▶ DESCRIPTION OF THE TASK
Reproduce the line that contains "Point out metal" and every line after it through the end of the records, exactly, with nothing added.
Start of EXERCISE MATERIALS
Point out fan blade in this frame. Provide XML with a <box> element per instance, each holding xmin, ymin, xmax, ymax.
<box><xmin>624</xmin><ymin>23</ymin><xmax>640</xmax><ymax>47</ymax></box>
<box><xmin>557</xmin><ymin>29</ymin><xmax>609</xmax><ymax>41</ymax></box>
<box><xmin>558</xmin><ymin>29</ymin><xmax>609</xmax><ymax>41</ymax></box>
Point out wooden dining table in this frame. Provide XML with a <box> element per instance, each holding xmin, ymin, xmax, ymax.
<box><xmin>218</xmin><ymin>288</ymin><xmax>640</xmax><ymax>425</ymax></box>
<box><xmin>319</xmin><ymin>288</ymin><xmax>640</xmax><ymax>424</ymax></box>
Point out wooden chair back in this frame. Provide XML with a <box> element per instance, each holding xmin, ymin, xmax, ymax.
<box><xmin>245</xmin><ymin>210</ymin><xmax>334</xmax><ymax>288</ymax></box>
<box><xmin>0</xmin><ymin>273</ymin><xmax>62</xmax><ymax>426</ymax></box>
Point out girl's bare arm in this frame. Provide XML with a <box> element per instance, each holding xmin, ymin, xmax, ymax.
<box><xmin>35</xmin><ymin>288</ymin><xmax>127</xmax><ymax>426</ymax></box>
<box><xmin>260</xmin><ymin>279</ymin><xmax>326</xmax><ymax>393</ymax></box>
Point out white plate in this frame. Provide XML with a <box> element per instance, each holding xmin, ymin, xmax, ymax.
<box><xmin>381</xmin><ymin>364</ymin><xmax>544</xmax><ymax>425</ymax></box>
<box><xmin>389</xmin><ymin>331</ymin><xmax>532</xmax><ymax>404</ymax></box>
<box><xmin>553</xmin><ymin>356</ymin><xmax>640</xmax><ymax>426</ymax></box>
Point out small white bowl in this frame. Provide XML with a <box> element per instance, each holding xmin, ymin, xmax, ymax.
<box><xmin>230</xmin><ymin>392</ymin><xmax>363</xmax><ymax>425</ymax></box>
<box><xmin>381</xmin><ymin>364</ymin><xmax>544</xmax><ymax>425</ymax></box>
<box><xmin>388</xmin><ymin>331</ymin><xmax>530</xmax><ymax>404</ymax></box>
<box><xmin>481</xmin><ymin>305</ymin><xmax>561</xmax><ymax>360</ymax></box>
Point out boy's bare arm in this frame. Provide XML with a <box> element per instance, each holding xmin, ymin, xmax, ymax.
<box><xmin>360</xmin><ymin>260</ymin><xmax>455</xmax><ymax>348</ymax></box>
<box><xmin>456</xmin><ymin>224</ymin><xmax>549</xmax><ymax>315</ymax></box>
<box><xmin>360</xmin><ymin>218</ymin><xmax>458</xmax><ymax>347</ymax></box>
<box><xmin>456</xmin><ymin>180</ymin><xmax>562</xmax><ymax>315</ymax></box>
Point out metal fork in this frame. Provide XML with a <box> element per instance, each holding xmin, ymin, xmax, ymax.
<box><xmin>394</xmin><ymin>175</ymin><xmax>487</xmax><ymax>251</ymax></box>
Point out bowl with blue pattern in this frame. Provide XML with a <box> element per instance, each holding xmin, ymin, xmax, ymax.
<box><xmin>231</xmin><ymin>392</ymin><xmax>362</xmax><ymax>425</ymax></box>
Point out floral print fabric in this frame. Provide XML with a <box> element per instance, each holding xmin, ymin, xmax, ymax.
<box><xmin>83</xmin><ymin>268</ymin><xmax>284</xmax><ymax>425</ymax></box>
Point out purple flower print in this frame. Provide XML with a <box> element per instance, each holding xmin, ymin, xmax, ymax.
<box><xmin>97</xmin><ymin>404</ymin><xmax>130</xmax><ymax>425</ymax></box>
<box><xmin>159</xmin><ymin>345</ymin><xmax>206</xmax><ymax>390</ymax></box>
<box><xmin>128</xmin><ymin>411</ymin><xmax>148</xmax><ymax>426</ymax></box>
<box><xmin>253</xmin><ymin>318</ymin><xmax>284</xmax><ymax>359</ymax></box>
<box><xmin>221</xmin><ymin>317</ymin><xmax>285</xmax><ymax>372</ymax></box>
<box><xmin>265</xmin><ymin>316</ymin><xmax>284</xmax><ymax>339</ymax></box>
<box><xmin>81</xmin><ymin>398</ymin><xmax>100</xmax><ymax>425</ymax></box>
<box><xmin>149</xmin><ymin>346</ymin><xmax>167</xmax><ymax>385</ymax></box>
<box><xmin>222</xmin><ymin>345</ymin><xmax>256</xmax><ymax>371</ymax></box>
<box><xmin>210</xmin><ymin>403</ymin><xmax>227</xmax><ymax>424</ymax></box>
End of EXERCISE MATERIALS
▶ SOLUTION
Point out metal fork in this frame. Provide XML with a <box> element per instance, each holding xmin, ymin, xmax, ymax.
<box><xmin>394</xmin><ymin>175</ymin><xmax>487</xmax><ymax>251</ymax></box>
Point out bowl with blue pattern in this frame. Provide XML with a <box> element per instance, each holding xmin, ymin, xmax, ymax.
<box><xmin>231</xmin><ymin>392</ymin><xmax>362</xmax><ymax>425</ymax></box>
Point out floral print fabric in this frame. Provide XML with a <box> element per instance, each holding xmin, ymin, xmax, ymax.
<box><xmin>83</xmin><ymin>268</ymin><xmax>284</xmax><ymax>425</ymax></box>
Point out purple flower print in this frame. Provide XML with a <box> element per instance, each holding xmin, ymin, xmax, ymax.
<box><xmin>97</xmin><ymin>404</ymin><xmax>130</xmax><ymax>425</ymax></box>
<box><xmin>159</xmin><ymin>345</ymin><xmax>206</xmax><ymax>390</ymax></box>
<box><xmin>128</xmin><ymin>411</ymin><xmax>148</xmax><ymax>426</ymax></box>
<box><xmin>253</xmin><ymin>318</ymin><xmax>284</xmax><ymax>359</ymax></box>
<box><xmin>221</xmin><ymin>317</ymin><xmax>285</xmax><ymax>372</ymax></box>
<box><xmin>265</xmin><ymin>316</ymin><xmax>284</xmax><ymax>339</ymax></box>
<box><xmin>81</xmin><ymin>398</ymin><xmax>100</xmax><ymax>425</ymax></box>
<box><xmin>149</xmin><ymin>346</ymin><xmax>167</xmax><ymax>385</ymax></box>
<box><xmin>222</xmin><ymin>345</ymin><xmax>256</xmax><ymax>371</ymax></box>
<box><xmin>210</xmin><ymin>403</ymin><xmax>227</xmax><ymax>424</ymax></box>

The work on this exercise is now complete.